------ Отрывок ------
Место преступления или добродетели? У меня, человека из Аргентины, скорее внеисторичного и непривычного, все время складывалось впечатление, что Берлин, словно леди Макбет, постоянно моет руки… В этих условиях решающее значение приобретало вступающее в жизнь поколение, эта огромная волна обновления и очищения, начинающаяся как бы с самого начала, заливающая прошлое: но эта немецкая молодежь все время ускользала от меня, потому что хромые диалоги, немного по-немецки, немного по-французски, не позволяли сблизиться по-настоящему. Из всех встреч с немецкой молодежью я лучше всего запомнил празднование Нового 1964-го года в мастерской одного молодого художника, куда меня привел мой греческий друг Кристос Иоахимидес. Когда я вошел в это полутемное двухъярусное ателье и увидел лежавшую на диванах и стоявшую по углам северную молодежь, я сразу обратил внимание на их прикованность к собственным рукам: руки были самым сильным акцентом, именно они — сильные, большие, чистые, с аккуратно остриженными ногтями, цивилизованные, — концентрируясь в группы или распределяясь по комнате, заполняли собой все пространство. Их головы лишь сопровождали их руки, как туча сопровождает землю (это впечатление не было новым; в свое время Роби Сантучо в Аргентине точно так же в моем восприятии сводился, скатывался к собственным рукам).
------ Содержимое набора данных ------
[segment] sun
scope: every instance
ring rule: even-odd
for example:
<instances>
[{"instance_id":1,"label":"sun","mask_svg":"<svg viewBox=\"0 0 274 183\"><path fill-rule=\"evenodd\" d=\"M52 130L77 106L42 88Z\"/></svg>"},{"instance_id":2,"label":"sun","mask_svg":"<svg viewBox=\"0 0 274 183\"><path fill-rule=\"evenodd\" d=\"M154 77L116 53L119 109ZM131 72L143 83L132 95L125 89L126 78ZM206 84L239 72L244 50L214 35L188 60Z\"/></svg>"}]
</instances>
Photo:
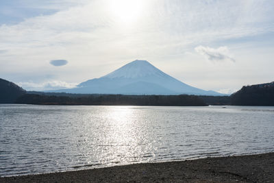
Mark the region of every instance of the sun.
<instances>
[{"instance_id":1,"label":"sun","mask_svg":"<svg viewBox=\"0 0 274 183\"><path fill-rule=\"evenodd\" d=\"M142 15L145 3L142 0L113 0L109 5L110 13L116 21L130 23Z\"/></svg>"}]
</instances>

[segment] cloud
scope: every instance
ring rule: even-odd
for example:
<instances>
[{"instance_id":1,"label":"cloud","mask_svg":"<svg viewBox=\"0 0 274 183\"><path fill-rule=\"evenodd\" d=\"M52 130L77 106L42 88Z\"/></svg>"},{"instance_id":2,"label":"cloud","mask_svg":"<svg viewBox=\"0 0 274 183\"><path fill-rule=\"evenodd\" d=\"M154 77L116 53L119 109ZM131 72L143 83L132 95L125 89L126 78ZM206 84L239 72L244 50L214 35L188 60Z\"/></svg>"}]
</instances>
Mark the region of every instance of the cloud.
<instances>
[{"instance_id":1,"label":"cloud","mask_svg":"<svg viewBox=\"0 0 274 183\"><path fill-rule=\"evenodd\" d=\"M73 88L77 86L76 83L68 83L62 81L48 81L42 83L29 82L18 82L17 84L27 90L52 90Z\"/></svg>"},{"instance_id":2,"label":"cloud","mask_svg":"<svg viewBox=\"0 0 274 183\"><path fill-rule=\"evenodd\" d=\"M223 94L232 94L234 93L236 93L238 90L239 89L235 89L235 88L226 88L226 89L221 89L218 90L218 92Z\"/></svg>"},{"instance_id":3,"label":"cloud","mask_svg":"<svg viewBox=\"0 0 274 183\"><path fill-rule=\"evenodd\" d=\"M66 60L53 60L50 62L50 64L53 66L60 66L66 65L68 62Z\"/></svg>"},{"instance_id":4,"label":"cloud","mask_svg":"<svg viewBox=\"0 0 274 183\"><path fill-rule=\"evenodd\" d=\"M6 49L0 49L0 54L5 53L6 52L8 52L8 50L6 50Z\"/></svg>"},{"instance_id":5,"label":"cloud","mask_svg":"<svg viewBox=\"0 0 274 183\"><path fill-rule=\"evenodd\" d=\"M208 47L199 46L195 47L195 51L211 61L229 60L235 62L235 59L231 56L227 47L220 47L217 49Z\"/></svg>"}]
</instances>

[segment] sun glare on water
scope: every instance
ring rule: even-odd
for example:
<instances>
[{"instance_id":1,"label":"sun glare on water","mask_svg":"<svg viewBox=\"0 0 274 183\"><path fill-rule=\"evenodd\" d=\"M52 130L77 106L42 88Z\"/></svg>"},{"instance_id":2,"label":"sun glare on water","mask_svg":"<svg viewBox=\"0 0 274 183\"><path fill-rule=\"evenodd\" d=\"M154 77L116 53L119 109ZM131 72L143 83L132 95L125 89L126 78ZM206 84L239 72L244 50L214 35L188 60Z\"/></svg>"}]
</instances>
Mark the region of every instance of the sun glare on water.
<instances>
[{"instance_id":1,"label":"sun glare on water","mask_svg":"<svg viewBox=\"0 0 274 183\"><path fill-rule=\"evenodd\" d=\"M110 1L110 13L114 19L123 23L129 24L142 15L145 1L142 0Z\"/></svg>"}]
</instances>

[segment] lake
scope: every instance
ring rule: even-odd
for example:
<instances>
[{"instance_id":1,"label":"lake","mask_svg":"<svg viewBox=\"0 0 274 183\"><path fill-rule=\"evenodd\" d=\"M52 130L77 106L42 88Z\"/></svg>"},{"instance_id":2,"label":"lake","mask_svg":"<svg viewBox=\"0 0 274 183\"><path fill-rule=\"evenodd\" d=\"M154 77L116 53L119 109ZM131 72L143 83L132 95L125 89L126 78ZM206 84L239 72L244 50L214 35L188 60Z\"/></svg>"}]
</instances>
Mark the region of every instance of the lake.
<instances>
[{"instance_id":1,"label":"lake","mask_svg":"<svg viewBox=\"0 0 274 183\"><path fill-rule=\"evenodd\" d=\"M274 107L0 105L0 175L274 151Z\"/></svg>"}]
</instances>

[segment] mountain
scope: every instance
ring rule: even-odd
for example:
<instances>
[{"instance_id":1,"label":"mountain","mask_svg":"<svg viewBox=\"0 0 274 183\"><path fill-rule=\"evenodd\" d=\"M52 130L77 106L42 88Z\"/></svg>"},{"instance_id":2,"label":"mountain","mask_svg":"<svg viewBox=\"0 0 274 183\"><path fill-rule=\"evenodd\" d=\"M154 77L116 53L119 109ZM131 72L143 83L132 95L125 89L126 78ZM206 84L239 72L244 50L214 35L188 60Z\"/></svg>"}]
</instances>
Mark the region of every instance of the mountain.
<instances>
[{"instance_id":1,"label":"mountain","mask_svg":"<svg viewBox=\"0 0 274 183\"><path fill-rule=\"evenodd\" d=\"M55 90L70 93L124 95L223 95L186 84L146 60L136 60L114 71L79 84L77 88Z\"/></svg>"},{"instance_id":2,"label":"mountain","mask_svg":"<svg viewBox=\"0 0 274 183\"><path fill-rule=\"evenodd\" d=\"M0 103L12 103L26 93L26 91L12 82L0 78Z\"/></svg>"},{"instance_id":3,"label":"mountain","mask_svg":"<svg viewBox=\"0 0 274 183\"><path fill-rule=\"evenodd\" d=\"M231 95L232 105L274 106L274 82L245 86Z\"/></svg>"}]
</instances>

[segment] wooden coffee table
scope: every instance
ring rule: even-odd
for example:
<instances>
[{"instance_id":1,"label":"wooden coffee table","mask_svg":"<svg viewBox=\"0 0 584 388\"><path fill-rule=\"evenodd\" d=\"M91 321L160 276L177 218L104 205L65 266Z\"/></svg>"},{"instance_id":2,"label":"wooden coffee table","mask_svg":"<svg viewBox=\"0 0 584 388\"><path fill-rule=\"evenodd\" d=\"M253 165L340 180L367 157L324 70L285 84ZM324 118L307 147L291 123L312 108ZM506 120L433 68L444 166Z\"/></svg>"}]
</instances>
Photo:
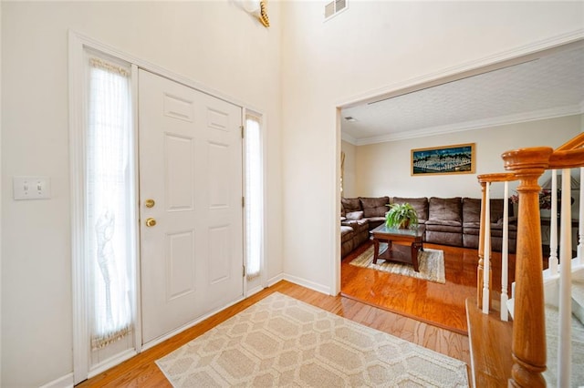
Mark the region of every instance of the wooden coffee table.
<instances>
[{"instance_id":1,"label":"wooden coffee table","mask_svg":"<svg viewBox=\"0 0 584 388\"><path fill-rule=\"evenodd\" d=\"M413 271L418 272L418 252L423 250L422 238L424 227L417 229L391 229L380 225L370 231L373 236L373 263L378 259L412 264ZM380 254L380 242L387 242L387 250ZM392 242L405 242L408 245L392 244Z\"/></svg>"}]
</instances>

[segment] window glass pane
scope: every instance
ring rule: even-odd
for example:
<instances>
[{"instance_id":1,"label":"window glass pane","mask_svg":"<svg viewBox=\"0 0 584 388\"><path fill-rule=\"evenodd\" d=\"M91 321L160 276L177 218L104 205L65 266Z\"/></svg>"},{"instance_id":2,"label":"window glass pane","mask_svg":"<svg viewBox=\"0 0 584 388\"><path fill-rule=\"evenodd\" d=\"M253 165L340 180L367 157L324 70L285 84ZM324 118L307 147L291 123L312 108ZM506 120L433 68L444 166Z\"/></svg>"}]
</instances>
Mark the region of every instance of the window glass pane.
<instances>
[{"instance_id":1,"label":"window glass pane","mask_svg":"<svg viewBox=\"0 0 584 388\"><path fill-rule=\"evenodd\" d=\"M245 122L245 258L247 279L260 274L263 237L263 182L259 119L248 116Z\"/></svg>"},{"instance_id":2,"label":"window glass pane","mask_svg":"<svg viewBox=\"0 0 584 388\"><path fill-rule=\"evenodd\" d=\"M89 58L86 225L92 349L132 330L133 170L129 70Z\"/></svg>"}]
</instances>

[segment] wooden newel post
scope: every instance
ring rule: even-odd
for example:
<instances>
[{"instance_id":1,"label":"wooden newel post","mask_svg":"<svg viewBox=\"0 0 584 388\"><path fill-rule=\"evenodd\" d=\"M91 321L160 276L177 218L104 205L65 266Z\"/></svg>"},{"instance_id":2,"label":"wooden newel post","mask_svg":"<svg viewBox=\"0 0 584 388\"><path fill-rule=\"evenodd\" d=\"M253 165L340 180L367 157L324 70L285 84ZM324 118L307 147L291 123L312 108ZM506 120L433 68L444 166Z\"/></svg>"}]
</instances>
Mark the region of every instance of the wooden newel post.
<instances>
[{"instance_id":1,"label":"wooden newel post","mask_svg":"<svg viewBox=\"0 0 584 388\"><path fill-rule=\"evenodd\" d=\"M479 309L483 308L483 281L485 271L485 222L486 220L485 214L485 200L486 199L486 182L481 180L481 224L478 232L478 268L476 269L476 302ZM489 306L490 307L490 306Z\"/></svg>"},{"instance_id":2,"label":"wooden newel post","mask_svg":"<svg viewBox=\"0 0 584 388\"><path fill-rule=\"evenodd\" d=\"M520 180L517 187L517 249L510 387L545 387L546 320L537 179L549 166L553 149L522 148L502 155L505 168Z\"/></svg>"}]
</instances>

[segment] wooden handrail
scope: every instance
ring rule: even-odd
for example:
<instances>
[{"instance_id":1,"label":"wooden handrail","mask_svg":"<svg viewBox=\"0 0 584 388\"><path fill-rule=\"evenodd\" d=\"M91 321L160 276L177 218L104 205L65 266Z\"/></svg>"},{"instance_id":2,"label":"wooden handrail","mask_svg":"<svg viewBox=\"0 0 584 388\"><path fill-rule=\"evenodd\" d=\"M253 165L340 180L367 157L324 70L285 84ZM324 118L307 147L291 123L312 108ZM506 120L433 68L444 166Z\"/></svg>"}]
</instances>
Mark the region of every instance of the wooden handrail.
<instances>
[{"instance_id":1,"label":"wooden handrail","mask_svg":"<svg viewBox=\"0 0 584 388\"><path fill-rule=\"evenodd\" d=\"M574 168L584 166L584 148L556 150L549 157L549 168Z\"/></svg>"},{"instance_id":2,"label":"wooden handrail","mask_svg":"<svg viewBox=\"0 0 584 388\"><path fill-rule=\"evenodd\" d=\"M512 353L514 365L509 386L544 387L546 370L546 321L544 312L543 258L537 179L549 167L553 149L520 148L502 155L505 168L519 179L517 187L517 249Z\"/></svg>"},{"instance_id":3,"label":"wooden handrail","mask_svg":"<svg viewBox=\"0 0 584 388\"><path fill-rule=\"evenodd\" d=\"M500 351L504 352L502 357L511 355L513 366L507 369L510 372L510 377L508 377L508 386L510 387L543 387L546 385L542 373L547 368L547 349L546 349L546 319L545 319L545 297L544 297L544 272L543 272L543 255L541 249L541 224L540 224L540 209L539 209L539 192L541 188L539 187L537 180L547 169L562 169L562 168L580 168L580 179L584 180L584 133L581 133L566 142L559 148L553 149L549 147L536 147L528 148L519 148L511 151L505 152L502 156L504 160L504 166L506 173L496 174L482 174L477 176L478 181L481 185L483 203L481 206L481 223L480 223L480 234L479 234L479 266L477 273L477 301L479 311L482 311L483 314L486 317L489 311L490 306L483 306L484 304L490 305L490 298L488 298L488 292L490 291L489 279L484 279L487 276L487 269L490 268L490 262L487 259L490 258L490 246L485 246L486 240L485 234L488 233L488 225L490 221L490 214L486 209L485 204L488 196L489 186L495 182L505 182L505 197L508 196L508 182L513 180L518 180L519 184L516 188L518 194L518 211L517 211L517 224L516 224L516 271L515 271L515 293L514 293L514 322L512 324L512 341L511 351L508 349L500 348ZM564 172L565 173L565 172ZM567 179L568 181L569 179ZM562 181L563 183L563 181ZM558 188L559 189L559 188ZM568 203L569 201L562 201L562 204ZM584 190L580 194L580 206L584 206ZM564 214L564 209L562 209ZM579 244L579 260L580 256L584 256L584 244L582 243L582 230L584 230L584 217L582 217L584 211L580 213L579 222L579 233L580 233L580 244ZM505 223L505 222L504 222ZM504 227L505 229L505 227ZM505 236L504 230L504 236ZM568 245L571 245L571 239L568 236L566 240ZM503 250L502 250L503 251ZM565 268L562 271L562 276L559 277L560 288L562 281L566 284L569 281L569 276L566 275L566 271L569 274L570 264L570 253L571 250L564 249L566 258L562 260ZM505 260L502 259L502 271ZM551 263L550 263L551 264ZM492 271L488 271L488 276L490 277ZM567 278L567 279L564 279ZM501 291L501 305L506 301L504 301L503 294L506 294L505 287L506 285L506 280L502 276L502 291ZM566 287L564 287L566 288ZM483 298L483 294L486 294ZM568 296L568 302L569 302L569 292L561 292L562 295ZM561 304L560 296L560 304ZM469 309L469 301L467 301L467 315L469 320L472 317L475 317L477 309L472 307ZM485 308L484 308L485 307ZM562 309L560 308L560 312ZM564 311L569 314L569 309L564 308ZM503 309L501 310L501 319L505 320L503 314ZM564 319L562 314L562 318ZM569 322L569 317L567 318ZM476 319L474 319L476 321ZM565 319L564 319L565 321ZM564 322L562 321L562 322ZM469 321L470 322L470 321ZM487 320L488 322L490 321ZM564 323L562 323L564 324ZM494 343L488 344L488 349L496 348L497 338L499 338L500 331L495 330L495 326L491 326L490 323L486 324L483 322L480 329L486 327L486 334L483 333L482 337L479 336L478 340L475 340L471 335L472 324L469 323L469 339L472 339L472 347L476 341L483 341L489 335L493 336ZM491 330L493 329L493 330ZM507 334L511 330L507 328ZM562 334L563 333L563 334ZM560 334L563 335L564 340L566 336L569 336L569 331L563 329ZM562 336L560 335L560 337ZM474 335L475 336L475 335ZM496 338L495 338L496 337ZM482 339L482 340L481 340ZM563 342L565 342L562 340ZM563 349L566 349L564 347ZM568 346L569 349L569 346ZM481 353L481 349L478 349ZM560 344L561 354L558 362L566 366L567 362L569 365L569 352L562 351ZM567 355L568 354L568 355ZM478 357L478 358L477 358ZM480 364L481 356L473 356L473 360L476 362L477 360ZM561 357L568 357L568 359ZM567 361L568 360L568 361ZM556 361L550 361L555 362ZM486 362L486 365L481 365L479 369L475 370L473 366L473 376L485 376L490 375L491 365ZM566 368L562 369L562 374L569 375L569 368L566 372ZM564 383L558 383L566 385L566 382L569 381L569 378L563 376ZM497 386L501 385L501 380L499 378L506 379L507 374L496 374ZM568 379L568 380L566 380ZM560 382L560 380L558 380ZM562 385L562 386L563 386Z\"/></svg>"},{"instance_id":4,"label":"wooden handrail","mask_svg":"<svg viewBox=\"0 0 584 388\"><path fill-rule=\"evenodd\" d=\"M580 148L582 147L584 147L584 132L559 146L558 148L556 148L556 151L567 151L570 149Z\"/></svg>"}]
</instances>

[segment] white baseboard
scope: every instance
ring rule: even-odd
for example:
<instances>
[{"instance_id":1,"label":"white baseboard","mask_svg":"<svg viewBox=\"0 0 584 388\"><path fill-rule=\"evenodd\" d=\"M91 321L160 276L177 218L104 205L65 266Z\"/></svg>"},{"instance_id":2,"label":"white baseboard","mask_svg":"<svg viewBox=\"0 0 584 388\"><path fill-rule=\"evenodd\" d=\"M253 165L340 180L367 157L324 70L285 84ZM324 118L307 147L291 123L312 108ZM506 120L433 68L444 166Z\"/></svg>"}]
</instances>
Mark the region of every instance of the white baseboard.
<instances>
[{"instance_id":1,"label":"white baseboard","mask_svg":"<svg viewBox=\"0 0 584 388\"><path fill-rule=\"evenodd\" d=\"M41 385L40 388L72 388L73 385L73 373L68 373L50 383L47 383L45 385Z\"/></svg>"},{"instance_id":2,"label":"white baseboard","mask_svg":"<svg viewBox=\"0 0 584 388\"><path fill-rule=\"evenodd\" d=\"M267 287L272 287L274 284L277 283L280 281L284 280L284 275L282 273L273 277L272 279L267 280Z\"/></svg>"},{"instance_id":3,"label":"white baseboard","mask_svg":"<svg viewBox=\"0 0 584 388\"><path fill-rule=\"evenodd\" d=\"M109 358L108 360L100 362L96 367L92 368L88 373L88 379L91 377L95 377L102 372L106 372L110 368L113 368L116 365L120 364L126 360L130 360L133 356L138 354L134 349L129 349L121 353L116 354L115 356Z\"/></svg>"}]
</instances>

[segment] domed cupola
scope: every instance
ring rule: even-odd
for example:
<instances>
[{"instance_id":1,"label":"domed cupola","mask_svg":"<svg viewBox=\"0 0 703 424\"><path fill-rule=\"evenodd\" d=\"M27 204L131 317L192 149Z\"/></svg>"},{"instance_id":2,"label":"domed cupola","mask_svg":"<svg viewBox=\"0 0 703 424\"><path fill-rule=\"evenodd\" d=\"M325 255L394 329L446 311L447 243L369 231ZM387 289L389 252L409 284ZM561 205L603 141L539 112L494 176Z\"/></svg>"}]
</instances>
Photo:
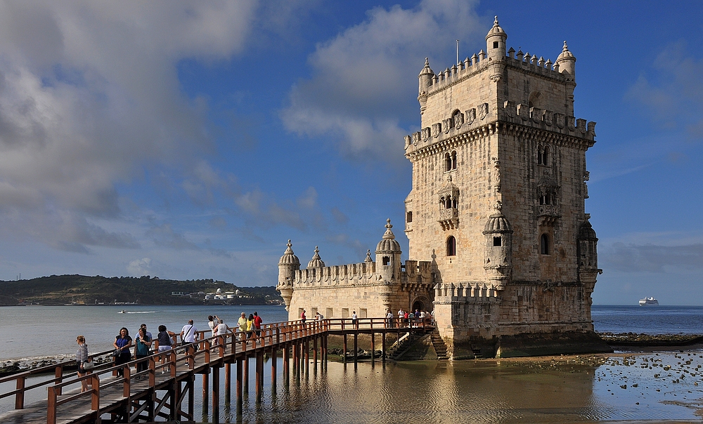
------
Задания:
• a. Перечислите все определения, которыми в отрывке описаны руки молодежи на новогоднем празднике.
• b. Измените строки набора данных, начиная со строки, где стоит «[segment] white baseboard», и заканчивая последней строкой набора: замените «domed cupola» на «dome», а всё остальное оставьте без изменений. Изображения в ответ не включайте.

Полные ответы:
• a. Сильные, большие, чистые, с аккуратно остриженными ногтями, цивилизованные.

• b.
[segment] white baseboard
scope: every instance
ring rule: even-odd
for example:
<instances>
[{"instance_id":1,"label":"white baseboard","mask_svg":"<svg viewBox=\"0 0 584 388\"><path fill-rule=\"evenodd\" d=\"M91 321L160 276L177 218L104 205L65 266Z\"/></svg>"},{"instance_id":2,"label":"white baseboard","mask_svg":"<svg viewBox=\"0 0 584 388\"><path fill-rule=\"evenodd\" d=\"M253 165L340 180L367 157L324 70L285 84ZM324 118L307 147L291 123L312 108ZM506 120L433 68L444 166Z\"/></svg>"}]
</instances>
Mark the region of every instance of the white baseboard.
<instances>
[{"instance_id":1,"label":"white baseboard","mask_svg":"<svg viewBox=\"0 0 584 388\"><path fill-rule=\"evenodd\" d=\"M41 385L40 388L72 388L73 385L73 373L68 373L50 383L47 383L45 385Z\"/></svg>"},{"instance_id":2,"label":"white baseboard","mask_svg":"<svg viewBox=\"0 0 584 388\"><path fill-rule=\"evenodd\" d=\"M267 287L272 287L274 284L277 283L280 281L284 280L284 275L282 273L273 277L272 279L267 280Z\"/></svg>"},{"instance_id":3,"label":"white baseboard","mask_svg":"<svg viewBox=\"0 0 584 388\"><path fill-rule=\"evenodd\" d=\"M109 358L108 360L100 362L96 367L92 368L88 373L88 379L91 377L95 377L102 372L106 372L110 368L113 368L116 365L120 364L126 360L130 360L133 356L138 354L134 349L129 349L121 353L116 354L115 356Z\"/></svg>"}]
</instances>

[segment] dome
scope: every instance
ring rule: even-odd
for example:
<instances>
[{"instance_id":1,"label":"dome","mask_svg":"<svg viewBox=\"0 0 703 424\"><path fill-rule=\"evenodd\" d=\"M27 204L131 317L192 149Z\"/></svg>"},{"instance_id":2,"label":"dome","mask_svg":"<svg viewBox=\"0 0 703 424\"><path fill-rule=\"evenodd\" d=\"M325 255L394 329L446 311L447 243L369 231ZM387 289L389 252L409 284ZM561 205L603 141L539 112L494 176Z\"/></svg>"}]
</instances>
Photo:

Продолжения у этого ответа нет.